Problem to solve:
Render this sentence from the statement on UK tariffs below into Spanish: "Our industry’s top priority is to ensure that existing tariff-free trade in agri-food and drink remains tariff free after 31 December 2020."

Excerpted text:
______

Our industry’s top priority is to ensure that existing tariff-free trade in agri-food and drink remains tariff free after 31 December 2020. This is especially true for trade with the EU which is by an overwhelming margin our largest market and supplier. We welcome Government’s indication that this is a priority outcome in trade talks with the EU.

We recognise that the UK requires sufficient negotiating capital for future trade talks with the EU and others and agree that for this reason it is sensible to move away from the March 2019 temporary tariffs which undermined the UK’s ability to secure simple continuity trade deals, including a planned agreement with Canada.

Given these circumstances, a pragmatic approach would be to replicate the EU’s Most Favour Nation (MFN) applied tariff rates in the short-term and undertake a comprehensive review process to update both the UK’s applied and bound tariff rates. This would provide sufficient time after trade deals have been finalised with the EU, the United States, Japan, Australia and New Zealand for Government to work with industry to address the issue of specific tariff rates that are currently set in Euros.

However, we recognise that Government’s new applied tariff proposals could provide useful opportunities by broadly pursuing a pragmatic approach while making improvements that could benefit comparatively small volumes of imports into the UK that are currently subject to full MFN import tariffs, while providing a clear signal to WTO members about the UK’s long-term trade policy intentions.

On this basis, we support the intention of Government’s proposals, but there are areas which will require modification to avoid damaging price implications for producers, consumers and shoppers. Our support is predicated on Government ensuring tariff and quota free trade continues with the EU and other preferential trade partners after 31 December 2020, underpinned by generous rules of origin.

The FDF remains willing to assist the Government further in the process of setting the UK’s applied MFN tariffs, and in wider international trade policy activities, including the UK’s negotiations to secure preferential trade agreements with third countries that deliver new market access opportunities benefitting the UK’s largest manufacturing industry.

______

Given entries:
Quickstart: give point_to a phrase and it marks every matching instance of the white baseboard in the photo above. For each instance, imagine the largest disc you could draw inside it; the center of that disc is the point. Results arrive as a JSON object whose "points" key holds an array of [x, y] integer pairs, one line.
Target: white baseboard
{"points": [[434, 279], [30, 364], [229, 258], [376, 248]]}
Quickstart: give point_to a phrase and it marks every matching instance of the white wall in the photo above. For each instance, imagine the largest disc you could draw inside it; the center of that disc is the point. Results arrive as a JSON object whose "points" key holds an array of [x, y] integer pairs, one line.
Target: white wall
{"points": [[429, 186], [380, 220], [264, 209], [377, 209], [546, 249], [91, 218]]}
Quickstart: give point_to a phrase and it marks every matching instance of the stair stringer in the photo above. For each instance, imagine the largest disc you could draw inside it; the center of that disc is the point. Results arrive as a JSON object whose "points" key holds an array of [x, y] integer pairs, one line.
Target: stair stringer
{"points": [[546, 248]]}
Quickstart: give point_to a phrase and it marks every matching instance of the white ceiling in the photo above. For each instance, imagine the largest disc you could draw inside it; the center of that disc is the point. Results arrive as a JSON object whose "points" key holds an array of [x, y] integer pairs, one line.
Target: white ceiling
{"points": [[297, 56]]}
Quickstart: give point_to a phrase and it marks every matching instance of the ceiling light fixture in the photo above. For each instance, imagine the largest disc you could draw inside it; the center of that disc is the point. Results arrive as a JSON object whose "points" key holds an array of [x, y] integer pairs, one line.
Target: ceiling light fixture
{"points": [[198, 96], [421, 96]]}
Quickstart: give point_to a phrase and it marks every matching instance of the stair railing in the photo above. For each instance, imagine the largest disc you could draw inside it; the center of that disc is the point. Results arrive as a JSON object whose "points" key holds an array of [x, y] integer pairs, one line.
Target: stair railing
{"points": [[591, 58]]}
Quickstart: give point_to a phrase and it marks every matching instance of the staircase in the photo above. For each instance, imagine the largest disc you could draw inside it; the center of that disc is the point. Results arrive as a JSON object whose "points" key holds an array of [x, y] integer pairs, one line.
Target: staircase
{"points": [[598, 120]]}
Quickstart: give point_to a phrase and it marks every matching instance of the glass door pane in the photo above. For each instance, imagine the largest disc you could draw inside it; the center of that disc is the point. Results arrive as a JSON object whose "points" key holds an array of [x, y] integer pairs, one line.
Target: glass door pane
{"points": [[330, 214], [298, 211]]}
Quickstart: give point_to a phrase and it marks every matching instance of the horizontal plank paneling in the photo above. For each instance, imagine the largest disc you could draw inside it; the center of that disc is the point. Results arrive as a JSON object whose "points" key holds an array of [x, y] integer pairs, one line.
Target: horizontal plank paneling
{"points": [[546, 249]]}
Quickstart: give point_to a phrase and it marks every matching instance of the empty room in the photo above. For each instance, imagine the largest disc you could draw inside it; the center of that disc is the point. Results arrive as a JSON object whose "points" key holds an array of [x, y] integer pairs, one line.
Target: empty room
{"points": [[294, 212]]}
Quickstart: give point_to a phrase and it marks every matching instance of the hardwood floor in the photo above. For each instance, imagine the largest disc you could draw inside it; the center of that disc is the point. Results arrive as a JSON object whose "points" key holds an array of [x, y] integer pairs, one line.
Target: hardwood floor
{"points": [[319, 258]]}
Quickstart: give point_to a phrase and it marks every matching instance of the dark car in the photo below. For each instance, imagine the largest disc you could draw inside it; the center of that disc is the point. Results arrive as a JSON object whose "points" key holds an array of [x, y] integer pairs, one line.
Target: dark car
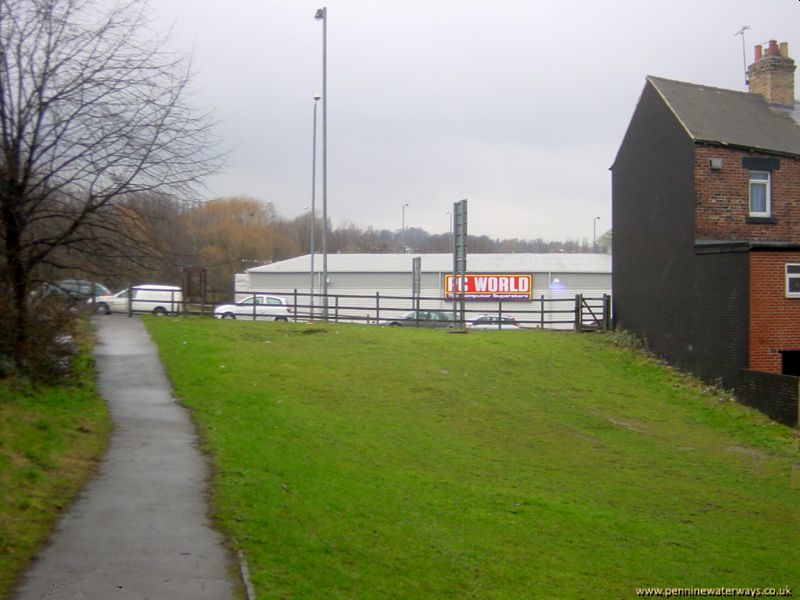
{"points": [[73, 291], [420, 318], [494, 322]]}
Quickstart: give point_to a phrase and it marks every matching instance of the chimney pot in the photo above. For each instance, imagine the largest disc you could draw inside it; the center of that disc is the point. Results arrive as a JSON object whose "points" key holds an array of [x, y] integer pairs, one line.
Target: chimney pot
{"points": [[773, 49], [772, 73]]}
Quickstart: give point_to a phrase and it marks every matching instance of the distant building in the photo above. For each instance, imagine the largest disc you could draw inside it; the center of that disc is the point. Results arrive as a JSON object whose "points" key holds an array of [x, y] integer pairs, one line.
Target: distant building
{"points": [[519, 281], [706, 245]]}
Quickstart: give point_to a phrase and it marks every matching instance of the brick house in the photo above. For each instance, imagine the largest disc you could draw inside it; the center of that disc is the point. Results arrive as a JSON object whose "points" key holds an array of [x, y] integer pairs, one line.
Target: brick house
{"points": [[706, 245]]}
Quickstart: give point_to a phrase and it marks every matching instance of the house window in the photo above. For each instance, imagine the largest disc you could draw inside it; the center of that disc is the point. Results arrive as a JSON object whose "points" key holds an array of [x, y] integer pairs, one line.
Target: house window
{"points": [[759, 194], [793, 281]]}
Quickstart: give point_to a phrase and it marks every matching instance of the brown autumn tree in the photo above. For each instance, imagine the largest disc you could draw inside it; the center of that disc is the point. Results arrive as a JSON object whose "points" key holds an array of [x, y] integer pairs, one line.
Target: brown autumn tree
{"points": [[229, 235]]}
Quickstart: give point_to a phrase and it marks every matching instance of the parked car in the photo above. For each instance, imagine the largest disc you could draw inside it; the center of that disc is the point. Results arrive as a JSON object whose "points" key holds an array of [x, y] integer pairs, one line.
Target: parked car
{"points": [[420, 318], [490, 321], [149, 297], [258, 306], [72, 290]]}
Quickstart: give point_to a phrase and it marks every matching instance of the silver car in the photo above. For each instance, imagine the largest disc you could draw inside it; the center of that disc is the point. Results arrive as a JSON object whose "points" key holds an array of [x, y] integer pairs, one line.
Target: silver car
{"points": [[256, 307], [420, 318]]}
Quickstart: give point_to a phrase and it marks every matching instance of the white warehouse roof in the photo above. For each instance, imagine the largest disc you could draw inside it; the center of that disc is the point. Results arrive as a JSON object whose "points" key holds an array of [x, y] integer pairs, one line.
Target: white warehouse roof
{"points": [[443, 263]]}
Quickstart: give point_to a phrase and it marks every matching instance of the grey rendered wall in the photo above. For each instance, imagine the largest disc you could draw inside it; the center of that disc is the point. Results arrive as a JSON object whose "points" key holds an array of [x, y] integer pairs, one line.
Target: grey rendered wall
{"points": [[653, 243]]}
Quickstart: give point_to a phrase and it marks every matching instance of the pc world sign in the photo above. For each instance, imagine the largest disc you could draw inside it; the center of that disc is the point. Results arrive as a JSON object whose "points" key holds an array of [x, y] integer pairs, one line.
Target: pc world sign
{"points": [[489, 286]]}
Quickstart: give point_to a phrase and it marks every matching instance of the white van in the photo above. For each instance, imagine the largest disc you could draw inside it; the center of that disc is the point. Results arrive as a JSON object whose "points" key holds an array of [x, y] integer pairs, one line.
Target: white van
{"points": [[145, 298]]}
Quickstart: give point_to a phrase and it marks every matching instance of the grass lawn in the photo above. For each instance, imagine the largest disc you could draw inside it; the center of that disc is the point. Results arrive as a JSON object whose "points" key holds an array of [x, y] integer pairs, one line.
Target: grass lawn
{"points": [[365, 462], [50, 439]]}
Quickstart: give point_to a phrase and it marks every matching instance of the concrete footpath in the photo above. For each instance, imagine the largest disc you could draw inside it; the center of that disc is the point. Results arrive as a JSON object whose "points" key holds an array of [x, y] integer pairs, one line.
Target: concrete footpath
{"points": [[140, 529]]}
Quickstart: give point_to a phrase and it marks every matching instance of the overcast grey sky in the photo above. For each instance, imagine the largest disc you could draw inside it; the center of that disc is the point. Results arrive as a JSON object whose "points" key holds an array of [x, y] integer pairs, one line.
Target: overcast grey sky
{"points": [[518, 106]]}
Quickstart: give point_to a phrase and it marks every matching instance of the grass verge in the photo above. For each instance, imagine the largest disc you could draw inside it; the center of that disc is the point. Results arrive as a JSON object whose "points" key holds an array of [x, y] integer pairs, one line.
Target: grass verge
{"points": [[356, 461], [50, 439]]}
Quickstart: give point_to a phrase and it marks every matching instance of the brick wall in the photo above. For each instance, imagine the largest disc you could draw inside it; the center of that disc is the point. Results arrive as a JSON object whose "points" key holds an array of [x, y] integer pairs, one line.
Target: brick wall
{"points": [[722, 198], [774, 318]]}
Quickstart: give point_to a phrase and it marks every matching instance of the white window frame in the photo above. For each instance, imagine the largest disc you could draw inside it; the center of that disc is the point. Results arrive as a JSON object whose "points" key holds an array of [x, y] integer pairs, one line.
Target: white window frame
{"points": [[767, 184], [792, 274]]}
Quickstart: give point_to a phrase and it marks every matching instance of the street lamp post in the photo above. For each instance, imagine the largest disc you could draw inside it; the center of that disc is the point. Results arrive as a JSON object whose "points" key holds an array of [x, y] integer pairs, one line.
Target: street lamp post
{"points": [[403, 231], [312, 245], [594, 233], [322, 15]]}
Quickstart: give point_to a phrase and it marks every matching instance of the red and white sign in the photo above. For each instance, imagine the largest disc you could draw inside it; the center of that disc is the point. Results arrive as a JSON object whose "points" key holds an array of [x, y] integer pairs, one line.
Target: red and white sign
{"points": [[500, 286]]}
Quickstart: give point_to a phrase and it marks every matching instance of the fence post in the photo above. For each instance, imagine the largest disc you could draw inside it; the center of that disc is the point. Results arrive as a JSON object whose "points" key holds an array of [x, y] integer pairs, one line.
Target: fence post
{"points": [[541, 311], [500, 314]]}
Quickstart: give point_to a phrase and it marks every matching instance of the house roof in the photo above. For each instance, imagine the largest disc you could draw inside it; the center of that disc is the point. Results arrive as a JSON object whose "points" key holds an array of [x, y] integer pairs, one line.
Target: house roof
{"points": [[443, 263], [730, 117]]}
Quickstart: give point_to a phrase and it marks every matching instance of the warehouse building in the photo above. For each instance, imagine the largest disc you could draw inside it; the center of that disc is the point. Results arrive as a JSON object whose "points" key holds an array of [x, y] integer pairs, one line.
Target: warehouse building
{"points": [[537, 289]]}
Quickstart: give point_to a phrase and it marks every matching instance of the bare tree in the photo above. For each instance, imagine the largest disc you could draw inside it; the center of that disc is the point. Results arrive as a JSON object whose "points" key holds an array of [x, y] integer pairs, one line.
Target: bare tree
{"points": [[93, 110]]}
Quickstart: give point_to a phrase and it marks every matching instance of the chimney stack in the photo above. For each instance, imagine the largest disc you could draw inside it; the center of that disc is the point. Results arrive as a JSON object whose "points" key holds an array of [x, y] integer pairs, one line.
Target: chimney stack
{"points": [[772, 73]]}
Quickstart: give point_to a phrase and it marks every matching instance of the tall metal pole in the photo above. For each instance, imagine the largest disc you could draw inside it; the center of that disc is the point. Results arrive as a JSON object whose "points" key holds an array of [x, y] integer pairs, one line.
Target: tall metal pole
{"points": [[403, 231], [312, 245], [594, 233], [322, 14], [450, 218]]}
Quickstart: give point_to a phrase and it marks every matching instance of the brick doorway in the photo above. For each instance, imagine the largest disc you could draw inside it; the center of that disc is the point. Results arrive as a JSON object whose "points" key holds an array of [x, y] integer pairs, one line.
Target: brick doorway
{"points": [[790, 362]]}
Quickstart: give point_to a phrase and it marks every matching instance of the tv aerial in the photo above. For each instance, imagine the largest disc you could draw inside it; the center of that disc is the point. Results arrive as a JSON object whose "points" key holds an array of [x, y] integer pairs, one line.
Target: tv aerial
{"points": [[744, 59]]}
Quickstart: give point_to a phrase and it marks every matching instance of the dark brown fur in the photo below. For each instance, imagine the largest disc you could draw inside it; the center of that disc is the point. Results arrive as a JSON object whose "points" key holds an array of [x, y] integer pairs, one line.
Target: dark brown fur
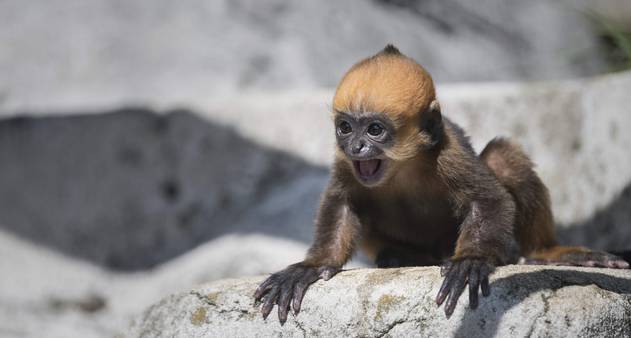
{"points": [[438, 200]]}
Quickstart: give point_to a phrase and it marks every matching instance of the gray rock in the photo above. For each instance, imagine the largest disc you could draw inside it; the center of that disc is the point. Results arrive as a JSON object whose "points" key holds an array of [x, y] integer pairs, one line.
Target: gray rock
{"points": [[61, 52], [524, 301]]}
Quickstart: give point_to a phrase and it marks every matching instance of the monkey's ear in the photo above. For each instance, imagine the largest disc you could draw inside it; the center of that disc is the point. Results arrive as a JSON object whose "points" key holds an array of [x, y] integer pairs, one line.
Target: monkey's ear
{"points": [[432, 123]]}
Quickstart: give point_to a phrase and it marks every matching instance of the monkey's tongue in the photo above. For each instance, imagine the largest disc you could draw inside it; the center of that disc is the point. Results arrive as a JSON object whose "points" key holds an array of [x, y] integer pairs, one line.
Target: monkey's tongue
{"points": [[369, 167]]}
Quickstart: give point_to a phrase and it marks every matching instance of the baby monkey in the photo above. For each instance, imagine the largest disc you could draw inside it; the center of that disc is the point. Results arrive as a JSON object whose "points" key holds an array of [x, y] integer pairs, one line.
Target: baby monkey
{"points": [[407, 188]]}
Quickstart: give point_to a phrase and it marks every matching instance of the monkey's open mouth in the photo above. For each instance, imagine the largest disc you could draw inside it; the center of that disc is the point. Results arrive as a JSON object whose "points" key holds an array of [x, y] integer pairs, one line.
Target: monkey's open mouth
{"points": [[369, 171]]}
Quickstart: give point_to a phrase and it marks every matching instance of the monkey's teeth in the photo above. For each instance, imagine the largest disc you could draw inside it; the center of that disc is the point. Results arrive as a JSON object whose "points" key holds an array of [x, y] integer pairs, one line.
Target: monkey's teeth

______

Response:
La máxima prioridad de nuestro sector es garantizar que el comercio actual sin aranceles de productos agroalimentarios y bebidas siga libre de aranceles después del 31 de diciembre de 2020.